>> start
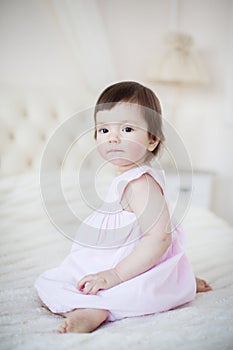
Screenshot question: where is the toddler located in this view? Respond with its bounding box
[35,82,211,333]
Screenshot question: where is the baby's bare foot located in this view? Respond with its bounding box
[58,309,108,333]
[196,277,212,293]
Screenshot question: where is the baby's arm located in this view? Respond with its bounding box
[78,174,171,294]
[115,174,171,281]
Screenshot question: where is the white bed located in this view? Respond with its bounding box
[0,86,233,350]
[0,173,233,350]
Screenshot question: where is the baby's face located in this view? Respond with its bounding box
[96,102,155,167]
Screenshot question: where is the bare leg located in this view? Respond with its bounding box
[196,277,212,293]
[58,309,108,333]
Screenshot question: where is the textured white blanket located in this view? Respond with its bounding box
[0,175,233,350]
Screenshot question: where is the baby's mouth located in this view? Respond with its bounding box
[107,149,124,153]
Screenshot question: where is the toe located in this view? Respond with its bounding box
[58,321,67,333]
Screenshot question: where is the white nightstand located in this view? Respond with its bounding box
[165,170,213,209]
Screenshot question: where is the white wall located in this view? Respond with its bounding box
[0,0,233,222]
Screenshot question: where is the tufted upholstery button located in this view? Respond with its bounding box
[40,131,46,141]
[51,111,58,119]
[27,158,32,167]
[8,131,15,140]
[21,109,28,119]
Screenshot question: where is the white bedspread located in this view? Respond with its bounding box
[0,175,233,350]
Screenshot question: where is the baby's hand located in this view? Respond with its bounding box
[77,269,122,294]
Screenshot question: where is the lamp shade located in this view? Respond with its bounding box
[150,32,208,84]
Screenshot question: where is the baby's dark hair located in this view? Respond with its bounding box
[94,81,165,156]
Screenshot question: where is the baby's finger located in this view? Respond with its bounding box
[83,281,95,294]
[91,281,104,294]
[77,275,93,290]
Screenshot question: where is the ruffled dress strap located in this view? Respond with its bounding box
[106,165,165,202]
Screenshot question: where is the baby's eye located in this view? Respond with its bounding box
[98,128,108,134]
[122,126,133,132]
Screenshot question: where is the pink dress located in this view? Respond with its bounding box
[35,165,196,321]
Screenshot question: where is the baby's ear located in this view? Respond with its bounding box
[147,138,159,152]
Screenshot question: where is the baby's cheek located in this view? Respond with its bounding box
[129,143,146,160]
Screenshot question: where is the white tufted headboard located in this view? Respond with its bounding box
[0,86,100,176]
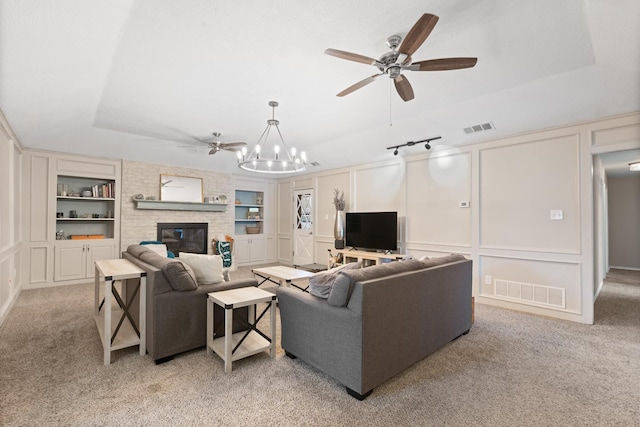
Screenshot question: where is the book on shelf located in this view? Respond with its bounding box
[91,182,116,199]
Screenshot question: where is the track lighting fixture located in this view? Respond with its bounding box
[387,136,442,156]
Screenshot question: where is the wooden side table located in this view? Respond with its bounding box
[207,287,276,373]
[94,259,147,365]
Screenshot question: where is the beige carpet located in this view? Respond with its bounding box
[0,270,640,426]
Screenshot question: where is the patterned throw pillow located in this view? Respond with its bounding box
[309,262,362,299]
[178,252,224,285]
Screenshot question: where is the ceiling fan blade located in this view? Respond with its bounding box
[407,58,478,71]
[222,142,247,149]
[393,74,414,102]
[336,73,384,97]
[398,13,439,56]
[225,145,242,153]
[324,49,376,65]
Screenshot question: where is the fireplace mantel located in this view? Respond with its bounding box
[133,200,227,212]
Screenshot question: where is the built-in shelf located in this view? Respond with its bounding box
[133,200,227,212]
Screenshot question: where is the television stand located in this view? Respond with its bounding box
[336,249,406,267]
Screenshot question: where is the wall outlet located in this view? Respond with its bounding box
[549,209,564,221]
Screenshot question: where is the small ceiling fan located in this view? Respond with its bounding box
[194,132,247,154]
[324,13,478,102]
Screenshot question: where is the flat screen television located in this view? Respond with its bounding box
[345,212,398,251]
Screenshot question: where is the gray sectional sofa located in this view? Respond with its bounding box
[277,255,472,400]
[122,245,258,363]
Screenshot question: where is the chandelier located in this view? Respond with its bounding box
[238,101,307,174]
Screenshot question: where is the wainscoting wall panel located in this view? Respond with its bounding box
[405,153,472,248]
[479,134,581,254]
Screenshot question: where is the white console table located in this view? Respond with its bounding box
[329,249,406,267]
[94,259,147,365]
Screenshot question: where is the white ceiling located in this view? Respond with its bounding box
[0,0,640,177]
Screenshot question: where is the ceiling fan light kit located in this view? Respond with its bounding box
[238,101,307,174]
[324,13,478,102]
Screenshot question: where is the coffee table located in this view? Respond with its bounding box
[251,265,313,292]
[207,286,276,373]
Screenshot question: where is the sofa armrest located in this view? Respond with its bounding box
[276,287,362,390]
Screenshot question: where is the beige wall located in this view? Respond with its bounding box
[279,114,640,323]
[120,160,235,252]
[608,173,640,270]
[0,111,24,325]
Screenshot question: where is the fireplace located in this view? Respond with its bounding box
[157,222,209,256]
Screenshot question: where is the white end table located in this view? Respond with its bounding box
[94,259,147,365]
[251,265,314,292]
[207,287,276,373]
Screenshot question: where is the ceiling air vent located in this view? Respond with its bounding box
[464,122,496,134]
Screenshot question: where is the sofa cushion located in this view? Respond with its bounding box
[179,252,224,285]
[309,262,362,298]
[138,249,173,269]
[161,261,198,292]
[420,254,466,268]
[327,259,424,307]
[127,245,149,258]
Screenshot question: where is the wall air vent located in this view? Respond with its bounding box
[464,122,496,134]
[493,279,566,309]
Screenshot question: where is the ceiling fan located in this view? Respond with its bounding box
[324,13,478,102]
[194,132,247,154]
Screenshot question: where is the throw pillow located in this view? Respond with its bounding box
[327,259,424,307]
[145,243,167,258]
[162,261,198,292]
[179,252,224,285]
[309,262,361,299]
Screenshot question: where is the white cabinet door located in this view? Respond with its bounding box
[233,234,267,265]
[53,240,114,282]
[53,244,86,282]
[85,243,114,277]
[249,236,267,263]
[233,236,251,265]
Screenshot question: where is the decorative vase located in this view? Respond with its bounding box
[333,211,344,240]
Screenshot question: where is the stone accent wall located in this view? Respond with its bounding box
[120,160,235,253]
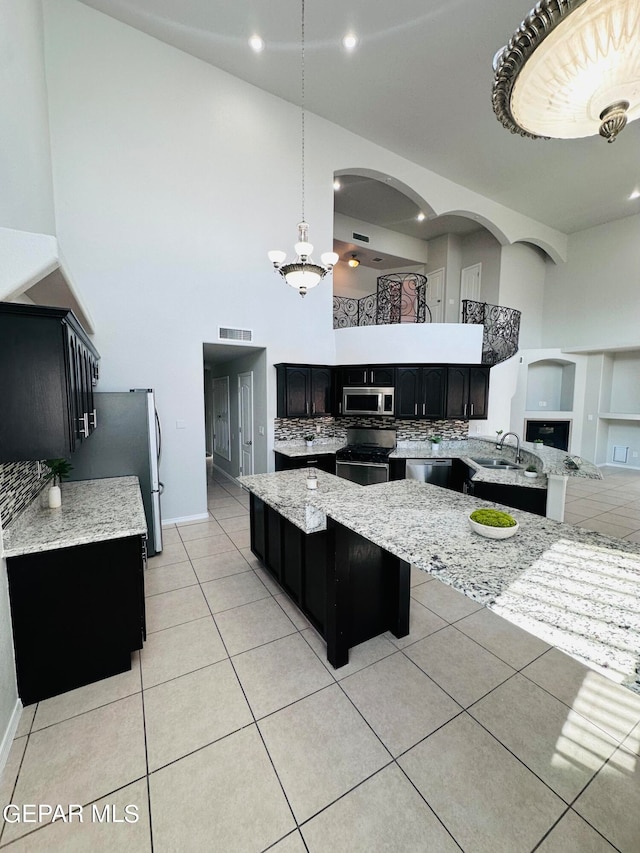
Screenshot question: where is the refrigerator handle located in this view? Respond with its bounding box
[155,409,162,462]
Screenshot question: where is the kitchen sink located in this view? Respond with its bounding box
[471,456,522,471]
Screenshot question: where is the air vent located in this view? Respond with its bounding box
[218,326,253,341]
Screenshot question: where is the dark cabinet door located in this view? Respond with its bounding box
[284,367,311,418]
[419,367,447,418]
[311,367,333,417]
[469,367,489,420]
[395,367,422,418]
[446,367,469,418]
[340,365,369,385]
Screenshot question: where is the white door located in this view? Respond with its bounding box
[238,372,253,476]
[460,264,482,318]
[213,376,231,460]
[427,267,444,323]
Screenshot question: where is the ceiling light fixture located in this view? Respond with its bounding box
[492,0,640,142]
[268,0,338,296]
[342,33,358,50]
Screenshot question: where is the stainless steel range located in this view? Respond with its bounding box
[336,427,396,486]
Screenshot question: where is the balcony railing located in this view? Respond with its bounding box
[462,299,521,365]
[333,273,431,329]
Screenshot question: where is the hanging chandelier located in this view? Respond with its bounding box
[492,0,640,142]
[268,0,338,296]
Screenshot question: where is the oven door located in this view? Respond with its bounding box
[336,462,389,486]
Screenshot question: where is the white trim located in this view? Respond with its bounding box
[162,512,209,529]
[0,699,22,776]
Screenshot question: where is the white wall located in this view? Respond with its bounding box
[461,230,501,305]
[335,323,483,364]
[0,0,54,233]
[540,215,640,347]
[44,0,564,519]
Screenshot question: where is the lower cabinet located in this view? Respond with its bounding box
[7,536,146,705]
[250,494,327,636]
[250,494,411,668]
[466,480,547,515]
[274,450,336,474]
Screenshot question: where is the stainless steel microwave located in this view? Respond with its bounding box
[341,388,393,417]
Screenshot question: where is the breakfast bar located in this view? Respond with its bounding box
[240,470,640,689]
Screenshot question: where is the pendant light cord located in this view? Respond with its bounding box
[300,0,306,222]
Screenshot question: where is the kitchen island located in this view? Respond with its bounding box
[241,471,640,689]
[2,477,147,705]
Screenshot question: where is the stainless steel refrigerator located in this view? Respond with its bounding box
[70,388,162,557]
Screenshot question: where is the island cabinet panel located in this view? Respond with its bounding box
[395,367,447,418]
[7,536,146,705]
[250,494,411,668]
[445,366,489,420]
[0,302,99,462]
[276,364,334,418]
[274,450,336,474]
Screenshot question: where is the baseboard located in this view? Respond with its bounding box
[0,699,22,776]
[213,462,240,486]
[162,512,209,527]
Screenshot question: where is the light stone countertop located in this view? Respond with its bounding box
[240,471,640,692]
[3,477,147,557]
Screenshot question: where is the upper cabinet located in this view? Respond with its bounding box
[276,364,334,418]
[395,365,447,418]
[338,364,395,388]
[0,302,100,462]
[445,365,489,420]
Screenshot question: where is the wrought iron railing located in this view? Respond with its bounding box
[333,273,432,329]
[462,299,520,365]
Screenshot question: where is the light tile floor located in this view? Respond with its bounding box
[0,470,640,853]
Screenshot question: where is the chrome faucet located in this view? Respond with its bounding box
[498,432,522,463]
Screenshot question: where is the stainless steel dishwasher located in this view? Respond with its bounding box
[406,459,452,489]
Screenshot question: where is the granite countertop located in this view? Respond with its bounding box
[389,437,602,489]
[273,439,346,457]
[3,477,147,557]
[241,471,640,692]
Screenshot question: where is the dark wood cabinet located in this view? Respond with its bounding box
[340,364,395,388]
[0,302,99,462]
[395,366,447,418]
[7,536,146,705]
[276,364,334,418]
[445,365,489,420]
[274,450,336,474]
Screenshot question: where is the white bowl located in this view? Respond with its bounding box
[469,518,520,539]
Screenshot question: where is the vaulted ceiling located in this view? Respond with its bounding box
[77,0,640,236]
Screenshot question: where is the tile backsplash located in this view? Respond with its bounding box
[273,417,469,441]
[0,462,45,530]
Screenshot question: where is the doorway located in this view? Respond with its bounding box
[238,371,253,476]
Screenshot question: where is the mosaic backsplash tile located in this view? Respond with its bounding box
[0,462,46,530]
[273,417,469,441]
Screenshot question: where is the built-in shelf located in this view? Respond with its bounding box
[598,412,640,421]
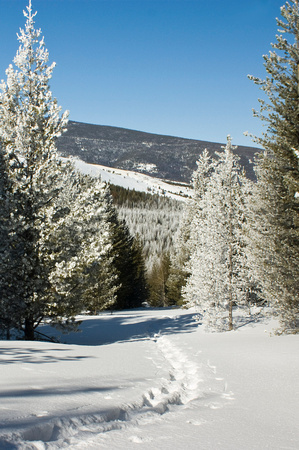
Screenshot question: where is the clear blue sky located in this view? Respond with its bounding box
[0,0,284,145]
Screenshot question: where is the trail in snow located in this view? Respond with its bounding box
[2,326,230,450]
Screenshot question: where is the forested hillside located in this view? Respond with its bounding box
[57,121,258,183]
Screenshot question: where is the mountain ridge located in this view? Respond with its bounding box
[57,121,260,182]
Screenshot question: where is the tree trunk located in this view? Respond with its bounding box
[24,319,34,341]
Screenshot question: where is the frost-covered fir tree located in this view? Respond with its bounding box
[166,149,213,304]
[248,0,299,332]
[92,187,147,309]
[0,1,115,339]
[184,137,248,330]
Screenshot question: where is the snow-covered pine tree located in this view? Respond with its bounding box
[0,1,113,339]
[166,149,213,304]
[248,0,299,332]
[93,187,147,309]
[184,137,247,330]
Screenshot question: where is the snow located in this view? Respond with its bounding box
[61,158,191,201]
[0,308,299,450]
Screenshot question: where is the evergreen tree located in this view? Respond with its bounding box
[148,252,170,307]
[97,188,147,309]
[0,1,116,339]
[167,149,213,305]
[248,0,299,332]
[184,137,251,330]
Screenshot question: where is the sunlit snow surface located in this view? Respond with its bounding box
[61,158,191,201]
[0,309,299,450]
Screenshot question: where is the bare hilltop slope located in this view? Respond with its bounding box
[57,121,258,182]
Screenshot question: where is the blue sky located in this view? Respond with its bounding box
[0,0,284,145]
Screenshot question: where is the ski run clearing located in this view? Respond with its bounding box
[0,308,299,450]
[65,158,192,201]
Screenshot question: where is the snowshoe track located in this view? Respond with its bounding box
[2,334,223,450]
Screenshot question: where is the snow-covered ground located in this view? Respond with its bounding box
[0,309,299,450]
[61,158,191,200]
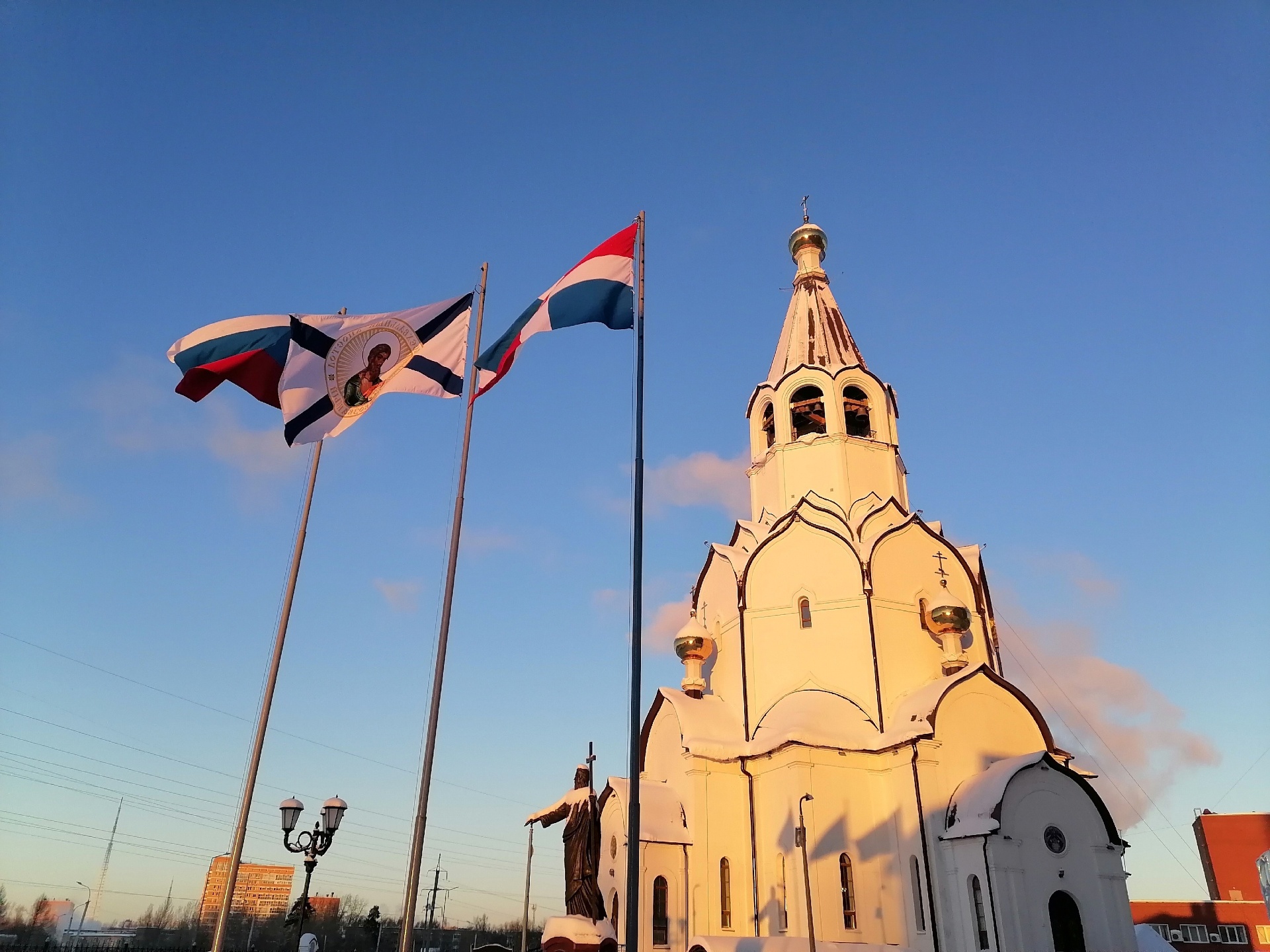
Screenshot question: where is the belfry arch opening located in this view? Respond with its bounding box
[762,404,776,450]
[790,386,828,439]
[842,385,872,436]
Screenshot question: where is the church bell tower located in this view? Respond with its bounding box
[745,214,908,520]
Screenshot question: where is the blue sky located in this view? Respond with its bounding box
[0,3,1270,920]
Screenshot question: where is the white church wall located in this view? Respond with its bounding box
[745,522,876,727]
[922,674,1048,835]
[870,522,990,711]
[696,563,741,709]
[988,763,1136,952]
[690,758,753,935]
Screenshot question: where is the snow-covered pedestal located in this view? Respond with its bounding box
[542,915,617,952]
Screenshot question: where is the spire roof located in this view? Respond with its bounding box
[767,214,865,383]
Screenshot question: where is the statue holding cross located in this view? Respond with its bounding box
[525,749,606,922]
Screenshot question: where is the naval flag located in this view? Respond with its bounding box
[278,294,472,444]
[476,223,639,396]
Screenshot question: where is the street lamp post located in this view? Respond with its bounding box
[70,880,93,948]
[794,793,816,952]
[278,797,348,951]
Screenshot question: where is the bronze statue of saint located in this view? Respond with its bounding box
[525,766,606,922]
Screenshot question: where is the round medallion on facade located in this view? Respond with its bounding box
[1044,826,1067,853]
[326,317,419,416]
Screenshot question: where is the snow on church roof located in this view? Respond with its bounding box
[654,664,988,760]
[940,750,1045,839]
[601,777,692,846]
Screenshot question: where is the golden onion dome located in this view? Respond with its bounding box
[675,614,714,661]
[790,222,829,262]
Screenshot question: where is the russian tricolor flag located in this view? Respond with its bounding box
[476,223,639,396]
[167,313,291,409]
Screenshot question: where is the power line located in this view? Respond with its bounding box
[1213,748,1270,806]
[0,631,533,807]
[5,880,198,902]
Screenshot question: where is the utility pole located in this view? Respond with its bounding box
[428,854,441,929]
[91,797,123,915]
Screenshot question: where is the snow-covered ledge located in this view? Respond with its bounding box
[689,935,912,952]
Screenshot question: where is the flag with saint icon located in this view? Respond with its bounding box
[278,294,472,444]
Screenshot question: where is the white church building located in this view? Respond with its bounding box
[599,219,1136,952]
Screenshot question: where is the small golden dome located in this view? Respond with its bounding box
[926,606,970,635]
[675,614,714,661]
[790,222,829,262]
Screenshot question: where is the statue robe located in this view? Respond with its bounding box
[530,787,606,920]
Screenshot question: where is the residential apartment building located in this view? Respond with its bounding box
[1129,810,1270,952]
[198,855,296,922]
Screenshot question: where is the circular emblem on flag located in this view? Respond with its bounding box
[326,317,419,416]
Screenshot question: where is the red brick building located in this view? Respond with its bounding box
[1129,810,1270,952]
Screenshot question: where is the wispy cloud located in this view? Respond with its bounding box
[644,598,692,653]
[646,452,749,516]
[998,608,1219,828]
[1027,552,1120,602]
[374,579,419,612]
[0,433,84,516]
[87,356,306,491]
[411,526,522,556]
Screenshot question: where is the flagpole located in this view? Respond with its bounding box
[211,440,321,952]
[398,262,489,952]
[626,212,644,952]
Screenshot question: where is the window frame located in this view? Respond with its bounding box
[650,876,671,948]
[966,873,992,952]
[838,853,860,932]
[1216,923,1251,945]
[1179,923,1208,945]
[719,857,732,930]
[908,854,926,932]
[788,383,829,439]
[798,595,812,628]
[839,383,874,439]
[776,853,790,932]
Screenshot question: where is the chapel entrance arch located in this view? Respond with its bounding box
[1049,890,1085,952]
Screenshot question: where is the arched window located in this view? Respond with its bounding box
[842,387,872,436]
[908,855,926,932]
[838,853,856,929]
[719,857,732,929]
[798,598,812,628]
[777,853,790,932]
[653,876,671,945]
[790,387,827,439]
[1049,890,1087,952]
[970,876,991,949]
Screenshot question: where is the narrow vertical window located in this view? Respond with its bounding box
[838,853,856,929]
[719,857,732,929]
[790,387,828,439]
[908,855,926,932]
[970,876,990,952]
[763,404,776,450]
[780,853,790,932]
[653,876,671,945]
[842,387,872,436]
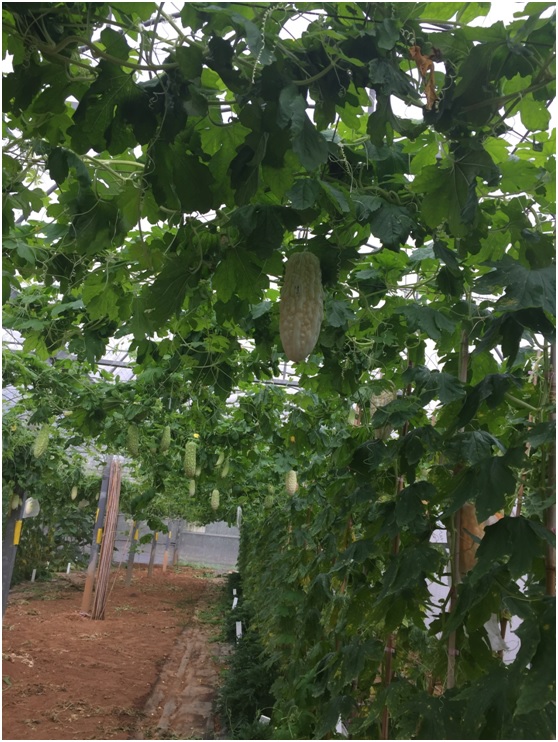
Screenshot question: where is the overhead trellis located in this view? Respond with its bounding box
[3,2,556,739]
>> end
## AIM OF THE EXERCISE:
Copy out the listing verbatim, starting at the line containing "Screenshot question: where is the power" and ending at the line containing "[198,855,296,922]", with both of those lines included.

## THE SOLUTION:
Screenshot question: where is the power line located in this view? Respond with its bounding box
[1213,748,1270,806]
[0,631,533,807]
[5,880,198,902]
Screenshot question: where is the utility pole located in this view? Respond with its bounding box
[428,854,441,929]
[91,797,123,915]
Screenshot question: where is the snow-covered ledge located in this view? Respond with its bounding box
[689,935,912,952]
Screenshot question: where is the flag with saint icon located in this view? Respond with its bounding box
[278,294,472,444]
Screenshot question: where is the white church building located in this view? Respond with its bounding box
[599,219,1136,952]
Screenshot question: where is the small golden dome located in this view? Respond with its bounding box
[926,606,970,635]
[675,614,714,661]
[790,222,829,262]
Screenshot question: where is the statue robe located in this view? Respond with its bounding box
[530,787,606,920]
Screenshot question: where is the residential apartment building located in this view? Respond with its bounding box
[1129,810,1270,952]
[198,855,296,922]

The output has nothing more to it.